▶ [Document excerpt]
Mormon teacher and musician

Irene Colvin Corbett (August 6, 1881 - April 15, 1912) was a musician, teacher and nurse from Payson, Utah and the only Mormon to die during the Sinking of the Titanic.

== Ancestry ==
Irene's paternal family came to America around 1677 when Irene's 5th great-grandfather John Colvin moved to the Massachusetts Bay Colony from Glasgow, Scotland. Irene's maternal family moved to America around 1635 when Irene's 6th great-grandfather Zacheus Curtis moved to Salem, Massachusetts from Wiltshire, England.

== Life ==
Irene was born to Levi Alexander Colvin (1857–1928) and Mary Alice Curtis (1858–1940), Levi was a Mormon bishop and county official who married Mary in 1880. Irene graduated from Provo Academy with a teaching certificate and taught in an elementary school, Peteetneet Academy, a profession she left behind upon her marriage with Walter Corbett on 11 December 1905. Irene and Walter had 3 children together, Walter Colvin (b. 16 December 1906), Kady Roene (b. 5 November 1908) and Mack Colvin (b. 27 December 1910); according to the 1910 census, Irene and her family were living in Pleasant View, Utah. In the winter of 1911, Irene traveled to London to study midwifery despite Walter's wishes.

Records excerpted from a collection
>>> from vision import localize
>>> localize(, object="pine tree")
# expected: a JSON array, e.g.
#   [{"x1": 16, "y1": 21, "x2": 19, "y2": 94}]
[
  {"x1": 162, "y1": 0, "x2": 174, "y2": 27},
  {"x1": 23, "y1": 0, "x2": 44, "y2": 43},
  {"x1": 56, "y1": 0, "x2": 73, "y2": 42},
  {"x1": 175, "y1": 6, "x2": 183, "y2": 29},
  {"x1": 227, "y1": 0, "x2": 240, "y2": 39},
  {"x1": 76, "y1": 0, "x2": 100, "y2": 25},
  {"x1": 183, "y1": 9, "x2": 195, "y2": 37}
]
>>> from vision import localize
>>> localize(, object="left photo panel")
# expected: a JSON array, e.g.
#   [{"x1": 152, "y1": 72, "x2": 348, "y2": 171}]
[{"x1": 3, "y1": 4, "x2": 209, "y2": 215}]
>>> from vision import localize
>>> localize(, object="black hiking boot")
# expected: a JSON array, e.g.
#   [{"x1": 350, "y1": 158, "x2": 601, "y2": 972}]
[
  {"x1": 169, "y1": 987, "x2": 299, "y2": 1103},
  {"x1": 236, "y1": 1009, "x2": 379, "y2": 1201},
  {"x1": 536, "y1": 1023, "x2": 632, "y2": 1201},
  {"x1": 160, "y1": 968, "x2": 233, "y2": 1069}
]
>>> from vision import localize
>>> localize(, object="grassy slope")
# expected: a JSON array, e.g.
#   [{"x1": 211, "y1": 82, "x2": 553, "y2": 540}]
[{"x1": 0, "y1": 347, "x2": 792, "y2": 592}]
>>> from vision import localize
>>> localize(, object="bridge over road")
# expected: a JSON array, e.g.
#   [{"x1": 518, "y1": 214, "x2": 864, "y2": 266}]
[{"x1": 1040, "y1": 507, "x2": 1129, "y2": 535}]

▶ [Questions to answer]
1 - According to the biography of Irene Colvin Corbett, where did she graduate from with a teaching certificate?
2 - Continue the biography of Irene Colvin Corbett from the point where it stops.

▶ [Responses by item number]
1 - She graduated from Provo Academy.

2 -
== RMS Titanic ==
Irene traveled to Southampton and boarded the RMS Titanic on April 10, 1912, to return to Utah; Irene was one of 14 second class women to die during the sinking. Irene's father, unaware of her death sent a telegram to White Star Line asking about his daughter to which they responded with the following two messages:

"New York, April 19, Levi Colvin, Provo, Utah. Neither the name of Mrs Irene Corbett nor anything like it appears on the Titanic's second cabin list of passengers as having sailed from Southampton. WHITE STAR LINE."

"New York, April 19, Levi Colvin, Provo, Utah. Now find name of Mrs Irene C. Corbett is on the list of passengers having sailed from Southampton, but regret is not a survivor on Carpathia. WHITE STAR LINE." Irene's widower remarried in 1914 but died on February 4, 1917, after a mining accident and their children were given to Levi and Mary Colvin.